Problems and tasks »
**1)** Which files and directories appear in the directory layout of ~/code/mymodule/ shown in the pylint passage below? List every one.
**2)** Can you write out the section of the pylint passage below that begins at the words "If you have" and stops after "mymodule.src in tests/test_src.py."?

Text passage »
▬▬▬▬▬▬

If you want to walk up from the current module/file that was handed to pylint looking for the root of the module, this will do it.

[MASTER]
init-hook=sys.path += [os.path.abspath(os.path.join(os.path.sep, *sys.argv[-1].split(os.sep)[:i])) for i, _ in enumerate(sys.argv[-1].split(os.sep)) if os.path.isdir(os.path.abspath(os.path.join(os.path.sep, *sys.argv[-1].split(os.sep)[:i], '.git')))][::-1]

If you have a python module ~/code/mymodule/, with a top-level directory layout like this

~/code/mymodule/
├── .pylintrc
├── mymodule/
│   └── src.py
└── tests/
    └── test_src.py

Then this will add ~/code/mymodule/ to your python path and allow for pylint to run in your IDE, even if you're importing mymodule.src in tests/test_src.py.

You could swap out a check for a .pylintrc instead but a git directory is usually what you want when it comes to the root of a python module.

Before you ask

The answers using import sys, os; sys.path.append(...) are missing something that justifies the format of my answer. I don't normally write code that way, but in this case you're stuck dealing with the limitations of the pylintrc config parser and evaluator. It literally runs exec in the context of the init_hook callback so any attempt to import pathlib, use multi-line statements, store something into variables, etc., won't work.

▬▬▬▬▬▬

Record extracts »
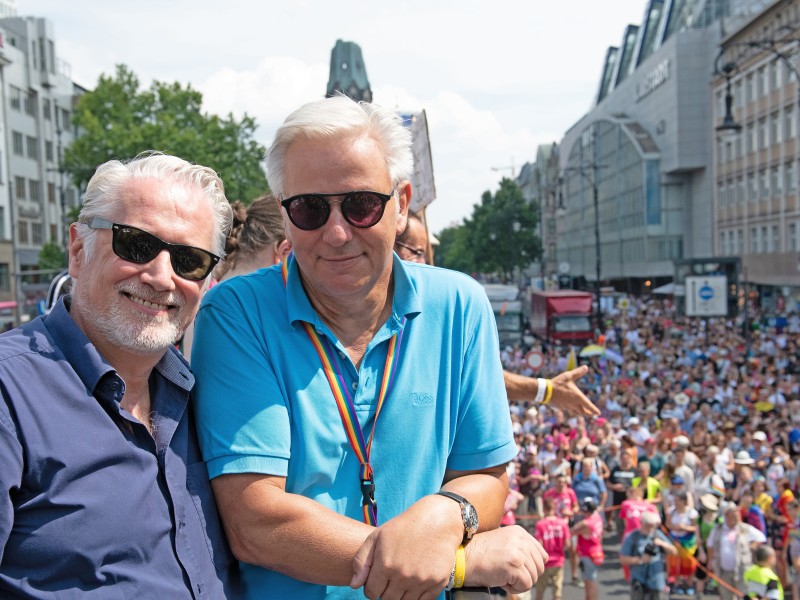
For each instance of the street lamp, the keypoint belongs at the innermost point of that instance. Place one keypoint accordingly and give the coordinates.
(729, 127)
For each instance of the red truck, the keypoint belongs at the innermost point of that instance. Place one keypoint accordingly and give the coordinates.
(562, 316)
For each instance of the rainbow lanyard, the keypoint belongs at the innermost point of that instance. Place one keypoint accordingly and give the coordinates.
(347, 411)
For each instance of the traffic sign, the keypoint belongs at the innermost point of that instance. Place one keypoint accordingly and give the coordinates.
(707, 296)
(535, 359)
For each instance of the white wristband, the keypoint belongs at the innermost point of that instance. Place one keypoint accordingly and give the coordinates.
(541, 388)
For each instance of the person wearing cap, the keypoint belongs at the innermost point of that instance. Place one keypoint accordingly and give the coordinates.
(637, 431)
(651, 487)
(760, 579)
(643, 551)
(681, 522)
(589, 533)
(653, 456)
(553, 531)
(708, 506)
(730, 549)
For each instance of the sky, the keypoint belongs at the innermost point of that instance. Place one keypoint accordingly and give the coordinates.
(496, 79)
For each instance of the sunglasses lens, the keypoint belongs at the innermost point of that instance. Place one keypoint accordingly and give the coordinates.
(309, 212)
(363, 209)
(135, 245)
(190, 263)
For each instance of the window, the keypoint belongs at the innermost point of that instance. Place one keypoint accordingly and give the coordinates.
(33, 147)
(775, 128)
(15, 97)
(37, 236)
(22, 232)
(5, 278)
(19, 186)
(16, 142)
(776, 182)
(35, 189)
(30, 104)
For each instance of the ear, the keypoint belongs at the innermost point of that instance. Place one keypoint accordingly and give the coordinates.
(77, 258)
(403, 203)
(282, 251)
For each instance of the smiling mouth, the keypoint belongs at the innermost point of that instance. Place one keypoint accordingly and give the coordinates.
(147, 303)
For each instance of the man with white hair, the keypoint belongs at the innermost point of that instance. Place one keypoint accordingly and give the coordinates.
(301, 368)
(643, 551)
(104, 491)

▬▬▬▬▬▬

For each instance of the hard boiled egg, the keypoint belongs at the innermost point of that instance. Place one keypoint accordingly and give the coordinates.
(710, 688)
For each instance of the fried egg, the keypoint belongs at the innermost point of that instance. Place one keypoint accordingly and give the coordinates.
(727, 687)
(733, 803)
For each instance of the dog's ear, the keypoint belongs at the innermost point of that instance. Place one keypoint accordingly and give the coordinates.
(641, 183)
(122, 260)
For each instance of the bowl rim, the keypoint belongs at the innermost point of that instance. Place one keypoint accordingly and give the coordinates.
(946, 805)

▬▬▬▬▬▬

Task-by-task solutions »
**1)**
.pylintrc
mymodule/
src.py
tests/
test_src.py

**2)**
If you have a python module ~/code/mymodule/, with a top-level directory layout like this

~/code/mymodule/
├── .pylintrc
├── mymodule/
│   └── src.py
└── tests/
    └── test_src.py

Then this will add ~/code/mymodule/ to your python path and allow for pylint to run in your IDE, even if you're importing mymodule.src in tests/test_src.py.